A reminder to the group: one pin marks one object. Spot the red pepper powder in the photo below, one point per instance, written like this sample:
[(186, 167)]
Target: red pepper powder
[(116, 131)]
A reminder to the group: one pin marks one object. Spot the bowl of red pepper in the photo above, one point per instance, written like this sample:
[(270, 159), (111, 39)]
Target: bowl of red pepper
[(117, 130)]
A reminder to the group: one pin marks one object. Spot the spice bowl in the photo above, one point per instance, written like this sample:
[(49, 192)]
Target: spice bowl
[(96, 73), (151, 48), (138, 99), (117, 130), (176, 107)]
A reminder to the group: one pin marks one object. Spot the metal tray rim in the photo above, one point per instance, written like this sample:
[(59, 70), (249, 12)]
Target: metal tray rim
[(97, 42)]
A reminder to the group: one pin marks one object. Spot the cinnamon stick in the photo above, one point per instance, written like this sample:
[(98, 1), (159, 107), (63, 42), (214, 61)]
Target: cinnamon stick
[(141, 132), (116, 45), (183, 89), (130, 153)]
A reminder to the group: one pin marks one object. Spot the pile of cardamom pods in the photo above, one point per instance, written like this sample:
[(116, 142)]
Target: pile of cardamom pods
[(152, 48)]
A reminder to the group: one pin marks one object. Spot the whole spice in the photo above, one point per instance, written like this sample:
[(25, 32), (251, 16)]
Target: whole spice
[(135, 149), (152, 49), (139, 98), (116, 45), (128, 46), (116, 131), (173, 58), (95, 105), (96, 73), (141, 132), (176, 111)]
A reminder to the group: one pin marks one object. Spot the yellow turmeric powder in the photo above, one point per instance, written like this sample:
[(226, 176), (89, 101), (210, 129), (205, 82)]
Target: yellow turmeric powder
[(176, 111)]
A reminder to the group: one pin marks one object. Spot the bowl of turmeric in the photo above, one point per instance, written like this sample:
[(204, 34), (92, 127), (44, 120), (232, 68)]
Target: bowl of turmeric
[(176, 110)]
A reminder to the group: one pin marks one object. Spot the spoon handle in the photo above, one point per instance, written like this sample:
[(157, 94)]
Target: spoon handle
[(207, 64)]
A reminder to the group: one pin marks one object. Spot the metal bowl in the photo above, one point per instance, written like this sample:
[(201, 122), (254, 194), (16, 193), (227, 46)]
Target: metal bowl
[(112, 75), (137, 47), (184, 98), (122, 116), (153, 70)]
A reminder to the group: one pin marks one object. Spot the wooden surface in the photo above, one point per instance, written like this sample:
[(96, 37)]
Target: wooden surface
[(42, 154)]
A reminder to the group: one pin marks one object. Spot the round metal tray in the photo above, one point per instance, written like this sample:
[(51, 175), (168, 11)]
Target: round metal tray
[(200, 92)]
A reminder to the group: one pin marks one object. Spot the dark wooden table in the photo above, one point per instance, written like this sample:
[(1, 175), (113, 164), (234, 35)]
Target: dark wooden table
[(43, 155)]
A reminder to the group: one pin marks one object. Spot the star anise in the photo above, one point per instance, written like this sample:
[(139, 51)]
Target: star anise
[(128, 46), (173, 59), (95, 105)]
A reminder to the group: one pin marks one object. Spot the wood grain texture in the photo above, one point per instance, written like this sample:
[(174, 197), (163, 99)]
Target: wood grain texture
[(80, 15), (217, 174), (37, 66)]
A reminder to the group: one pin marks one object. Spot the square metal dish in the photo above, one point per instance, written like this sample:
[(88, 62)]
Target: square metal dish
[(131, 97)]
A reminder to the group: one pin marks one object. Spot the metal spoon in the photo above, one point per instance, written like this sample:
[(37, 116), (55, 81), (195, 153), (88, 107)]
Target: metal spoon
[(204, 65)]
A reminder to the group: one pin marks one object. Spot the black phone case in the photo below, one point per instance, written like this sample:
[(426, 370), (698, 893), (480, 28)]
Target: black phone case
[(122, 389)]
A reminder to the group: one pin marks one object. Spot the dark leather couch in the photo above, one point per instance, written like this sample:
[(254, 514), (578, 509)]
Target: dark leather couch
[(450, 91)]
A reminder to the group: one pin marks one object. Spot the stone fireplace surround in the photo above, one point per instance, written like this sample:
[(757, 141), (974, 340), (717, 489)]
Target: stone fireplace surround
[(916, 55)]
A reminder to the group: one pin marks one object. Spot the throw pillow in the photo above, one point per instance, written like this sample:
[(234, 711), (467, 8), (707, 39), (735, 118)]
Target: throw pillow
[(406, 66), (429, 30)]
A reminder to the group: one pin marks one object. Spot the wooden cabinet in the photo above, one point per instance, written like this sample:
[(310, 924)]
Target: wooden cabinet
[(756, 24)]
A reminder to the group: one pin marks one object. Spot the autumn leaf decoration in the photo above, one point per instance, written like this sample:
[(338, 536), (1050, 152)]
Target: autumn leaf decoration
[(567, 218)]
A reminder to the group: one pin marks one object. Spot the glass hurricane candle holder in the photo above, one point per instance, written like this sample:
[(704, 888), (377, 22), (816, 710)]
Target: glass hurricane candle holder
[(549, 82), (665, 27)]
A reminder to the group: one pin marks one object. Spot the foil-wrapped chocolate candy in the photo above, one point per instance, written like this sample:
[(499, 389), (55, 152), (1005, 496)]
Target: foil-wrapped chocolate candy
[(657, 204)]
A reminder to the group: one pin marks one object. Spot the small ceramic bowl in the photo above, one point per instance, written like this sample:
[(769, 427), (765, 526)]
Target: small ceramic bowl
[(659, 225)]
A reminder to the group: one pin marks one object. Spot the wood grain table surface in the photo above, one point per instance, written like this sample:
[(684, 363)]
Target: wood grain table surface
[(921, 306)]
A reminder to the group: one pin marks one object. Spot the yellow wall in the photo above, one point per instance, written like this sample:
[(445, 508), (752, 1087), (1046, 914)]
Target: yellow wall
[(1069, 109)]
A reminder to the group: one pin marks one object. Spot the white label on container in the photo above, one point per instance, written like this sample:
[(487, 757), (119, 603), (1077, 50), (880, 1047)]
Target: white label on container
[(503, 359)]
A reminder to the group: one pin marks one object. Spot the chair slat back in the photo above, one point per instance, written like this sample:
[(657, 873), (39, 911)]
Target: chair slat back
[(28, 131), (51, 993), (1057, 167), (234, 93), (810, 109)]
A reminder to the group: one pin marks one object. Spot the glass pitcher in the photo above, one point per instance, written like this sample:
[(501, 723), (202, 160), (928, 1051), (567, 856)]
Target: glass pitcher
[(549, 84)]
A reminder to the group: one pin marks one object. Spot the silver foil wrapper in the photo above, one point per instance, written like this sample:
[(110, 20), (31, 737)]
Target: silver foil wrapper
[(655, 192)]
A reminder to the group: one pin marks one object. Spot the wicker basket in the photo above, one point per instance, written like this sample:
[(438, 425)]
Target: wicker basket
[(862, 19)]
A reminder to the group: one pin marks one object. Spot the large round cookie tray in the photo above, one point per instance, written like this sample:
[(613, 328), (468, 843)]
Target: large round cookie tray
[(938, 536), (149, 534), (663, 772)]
════════
### Exercise
Please copy out all of the records above, swapping "A reminder to the group" for "A note to the team" and leaving everything else unchanged.

### Complete response
A note to the team: one pin marks one object. Spot the red pepper powder in the photo below, one point per instance, written like this sample:
[(186, 167)]
Target: red pepper powder
[(116, 131)]
A note to the team: one pin marks one object. Spot the bowl of red pepper in the photo above, one point per instance, written like this sample:
[(270, 159), (111, 39)]
Target: bowl of red pepper
[(117, 130)]
A note to the team: one pin marks one object. Spot the spice bowl in the photo above, one point per instance, written like this sample:
[(49, 192)]
Target: spice bowl
[(96, 73), (151, 48), (138, 99), (117, 130), (176, 107)]
A note to the team: one pin marks one object. Spot the metal tray rim in the photo above, one point per instance, written like this sample:
[(59, 70), (249, 12)]
Target: metal tray rim
[(97, 42)]
A note to the team: one pin marks one object. Spot the cinnamon stick in the photo above, one point per instance, written like this sample:
[(98, 1), (159, 107), (63, 42), (214, 61)]
Target: cinnamon stick
[(141, 132), (116, 45), (183, 89), (130, 153)]
A note to the team: one pin marks one object. Spot the pile of cardamom pods in the photo above, one point per instance, written like this sample:
[(116, 142)]
Target: pile of cardamom pods
[(152, 48)]
A note to the team: one pin marks one object. Spot the whole spice in the photo above, one point per instance, written like this sample:
[(25, 32), (251, 16)]
Target: whole spice
[(135, 149), (152, 49), (139, 98), (116, 45), (128, 46), (116, 131), (173, 58), (95, 105), (96, 73), (141, 132), (176, 111)]
A note to the team: one pin marks one object. Spot the yellow turmeric powder in the photo above, one point per instance, written like this sample:
[(226, 176), (89, 101), (210, 129), (205, 82)]
Target: yellow turmeric powder
[(176, 111)]
A note to the team: one pin marks one object. Spot the bowl of turmeric in the photo above, one point per instance, written like this sample:
[(204, 34), (92, 127), (44, 120), (232, 68)]
Target: bowl of turmeric
[(176, 110)]
A note to the team: one pin marks one object. Spot the spoon handle in the photo above, one point per instance, written like this sample:
[(157, 94)]
Target: spoon handle
[(207, 64)]
A note to the team: one pin marks one object. Spot the metal bowl in the photo above, one point per instance, written like this sample:
[(201, 122), (254, 194), (16, 193), (227, 46)]
Target: metal bowl
[(112, 75), (137, 47), (184, 98), (122, 116), (153, 70)]
A note to the team: one pin marks one object. Spot the wooden surface in the photo above, one point per instance, written like this sample:
[(96, 37)]
Target: wooden surface
[(42, 154)]
A note to the team: one pin marks one object. Spot the round metal tray in the photo above, one point per instance, written like this sample:
[(51, 175), (168, 11)]
Target: round metal tray
[(200, 92)]
A note to the team: one pin marks one object. Spot the dark wooden table in the photo above, one point per instance, written like this sample:
[(1, 175), (113, 164), (234, 35)]
Target: dark wooden table
[(43, 155)]
A note to the team: one pin marks one object. Spot the star anise in the photo above, one point per instance, written like this sample:
[(139, 51)]
Target: star anise
[(128, 46), (173, 59), (95, 105)]
A note to the team: one pin marks one object. Spot the wood grain texture in the photo above, one point per instance, written like this sample:
[(174, 197), (163, 99)]
Target: wood grain texture
[(80, 15), (217, 174), (37, 66)]
A note to the team: one pin marks one object. Spot the square metal dish in the photo above, one point per instance, written like this sample:
[(88, 62)]
Target: square metal dish
[(131, 97)]
A note to the team: one pin marks one object. Spot the metal spoon in the photo above, one point per instance, written like this sample:
[(37, 116), (55, 81), (195, 153), (88, 107)]
Target: metal spoon
[(204, 65)]
A note to the team: one pin marks one object. Spot the black phone case in the photo below, one point per instance, written like this sample:
[(426, 370), (698, 893), (480, 28)]
Target: black phone case
[(122, 389)]
A note to the team: one pin marks one object. Spot the dark leather couch in the photo above, one point per instance, written like this sample:
[(254, 514), (578, 509)]
Target: dark leather couch
[(450, 91)]
A note to the team: one pin marks one object. Spot the stone fireplace surround in the photo above, one point per instance, written like this sample:
[(757, 141), (974, 340), (717, 489)]
Target: stone fireplace surround
[(916, 55)]
A note to the team: one pin marks one object. Spot the throw pillow in the photo above, one point per instance, written like this sample:
[(234, 711), (467, 8), (707, 39), (735, 118)]
Target: throw pillow
[(406, 66), (429, 30)]
A note to the team: one pin marks one object. Spot the wooden cabinet in the photo above, one point per instance, written like this sample:
[(310, 924)]
Target: wooden cabinet
[(756, 24)]
A note to the team: one pin marks one object. Spot the autumn leaf decoration in the photo above, one point per instance, written like this sample:
[(338, 536), (1050, 152)]
Target: autumn leaf decoration
[(567, 218)]
A note to the team: one pin marks one object. Spot the glass hurricane candle holder in the photo above, one point per instance, written like this sample:
[(704, 888), (377, 22), (816, 710)]
Target: glass hurricane candle holder
[(549, 82), (665, 27)]
A note to the team: one pin marks one object. Spot the foil-wrapped chocolate candy in the photo above, one point per instance, written like this sample:
[(499, 389), (55, 152), (1005, 496)]
Target: foil-wrapped chocolate candy
[(657, 204)]
A note to the team: one pin marks one object. Spot the small ceramic bowl in the photo above, one point per instance, written like this sample:
[(769, 427), (765, 526)]
Target: small ceramic bowl
[(659, 225)]
A note to the team: one pin marks one object. Spot the wood grain table surface in the photo above, one point per instance, written like this sample:
[(684, 363)]
Target: wood grain table surface
[(921, 306)]
A note to the team: one pin marks one object. Spot the yellow wall in the photo above, one point per instance, written like this sample:
[(445, 508), (752, 1087), (1046, 914)]
Target: yellow wall
[(1069, 109)]
A note to the team: one pin marks one object. Spot the white label on container in the photo above, one point per instance, written like this sample:
[(487, 757), (119, 603), (1077, 50), (880, 1047)]
Target: white label on container
[(503, 359)]
A note to the team: one pin marks one object. Spot the chair slat back in the photo above, one point per instance, written like this sample:
[(657, 873), (39, 911)]
Target: chair slat back
[(28, 131), (51, 993), (1057, 167), (234, 93), (810, 109)]
A note to the team: one pin marks one object. Spot the glass pitcher in the photo above, one point per instance, written like this sample:
[(501, 723), (202, 160), (928, 1051), (567, 856)]
Target: glass pitcher
[(549, 84)]
A note to the team: one pin marks one object. Spot the silver foil wrapper in the photo above, one point per instance, written like this sample:
[(110, 20), (31, 737)]
Target: silver foil wrapper
[(655, 192)]
A note to the team: one pin marks one object. Spot the wicker basket in the photo above, one point per instance, written like this sample:
[(438, 425)]
Target: wicker basket
[(862, 19)]
A note to the team: one pin marks one object. Spot the large round cookie tray in the photo above, one point per instance, written like this sample:
[(613, 328), (468, 843)]
Target: large round cookie tray
[(938, 536), (149, 534), (663, 772)]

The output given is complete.